(TASK PROMPT) Please copy out the records below with every "Confirm or deny" replaced by "Check whether", leaving everything else unchanged.

# start of RECORDS SHOWN

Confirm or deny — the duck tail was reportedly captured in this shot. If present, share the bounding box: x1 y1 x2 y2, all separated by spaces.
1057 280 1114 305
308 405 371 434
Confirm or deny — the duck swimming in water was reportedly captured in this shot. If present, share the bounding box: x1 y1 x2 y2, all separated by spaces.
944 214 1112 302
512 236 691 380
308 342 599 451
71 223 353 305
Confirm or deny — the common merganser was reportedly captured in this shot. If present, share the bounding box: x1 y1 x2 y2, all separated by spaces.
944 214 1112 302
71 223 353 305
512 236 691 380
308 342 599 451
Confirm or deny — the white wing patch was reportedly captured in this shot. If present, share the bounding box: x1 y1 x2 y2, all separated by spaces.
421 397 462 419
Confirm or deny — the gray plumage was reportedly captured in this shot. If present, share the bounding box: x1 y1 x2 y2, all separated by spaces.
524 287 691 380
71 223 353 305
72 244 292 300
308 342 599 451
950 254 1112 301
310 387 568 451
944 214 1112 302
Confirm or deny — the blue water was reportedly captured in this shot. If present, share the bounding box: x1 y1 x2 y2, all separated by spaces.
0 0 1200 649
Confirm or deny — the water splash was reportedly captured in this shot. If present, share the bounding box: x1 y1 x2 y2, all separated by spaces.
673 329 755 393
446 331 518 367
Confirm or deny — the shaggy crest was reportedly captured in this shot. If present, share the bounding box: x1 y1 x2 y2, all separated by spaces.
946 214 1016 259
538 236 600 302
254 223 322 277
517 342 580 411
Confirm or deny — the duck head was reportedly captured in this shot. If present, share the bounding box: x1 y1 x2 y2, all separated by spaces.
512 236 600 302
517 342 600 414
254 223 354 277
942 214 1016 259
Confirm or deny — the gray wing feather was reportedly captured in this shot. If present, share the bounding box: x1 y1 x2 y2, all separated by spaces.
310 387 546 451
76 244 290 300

# end of RECORDS SHOWN

(WRITTEN RESPONSE)
Check whether — the duck tail was reportedly captured in this shot. If present, share the bounding box: x1 y1 x2 y2, all separated by spaces.
1057 280 1114 305
308 405 371 434
Check whether — the duck swimming in water was reportedly captured in this shot. If present, share the bounding box: x1 y1 x2 y2, all separated by spaces.
944 214 1112 302
512 236 691 380
308 342 599 451
71 223 353 305
Check whether — the common merganser was reportedly captured in this shot. If present, share the bounding box: x1 y1 x2 y2, all separated by spaces.
944 214 1112 302
71 223 353 305
512 236 691 380
308 342 599 451
Check whether — the white wing patch was reportedly captured in this shot. If present, share the bounding box: x1 y1 x2 y2, all separated by spaces.
421 397 462 419
Check whether — the gray plumage was reportedly captured in this shot. If present, share the bounding box: x1 y1 x2 y2, all separated by spaces.
524 287 691 380
71 223 353 305
72 244 292 300
308 342 599 451
950 254 1112 301
310 387 568 451
944 214 1112 302
Check whether — the blue water was reportedly captured in this shot. If present, share the bounding box: x1 y1 x2 y2, all separated by spaces.
0 0 1200 649
Check whether — the water splash was reportedly captured in this shot. If present, share the bounding box: x1 y1 x2 y2, all separated by spaces.
673 329 755 393
446 331 518 367
Check whether — the shaggy crest was reportedly captured in this shot. If present, share the bounding box: x1 y1 x2 y2, all separated by spaces.
946 214 1016 259
538 236 600 302
254 223 322 277
517 342 580 411
Check whether — the duck head was reportedly captured in this shot. If present, share the bounding box: x1 y1 x2 y2, all separated by spaces.
512 236 600 302
517 342 600 414
254 223 354 277
942 214 1016 259
Check whether — the gray wing feather was reportedly captured in this shot. If present, share the bounding box: x1 y1 x2 y2, all separated by spaces.
310 387 546 451
76 244 290 300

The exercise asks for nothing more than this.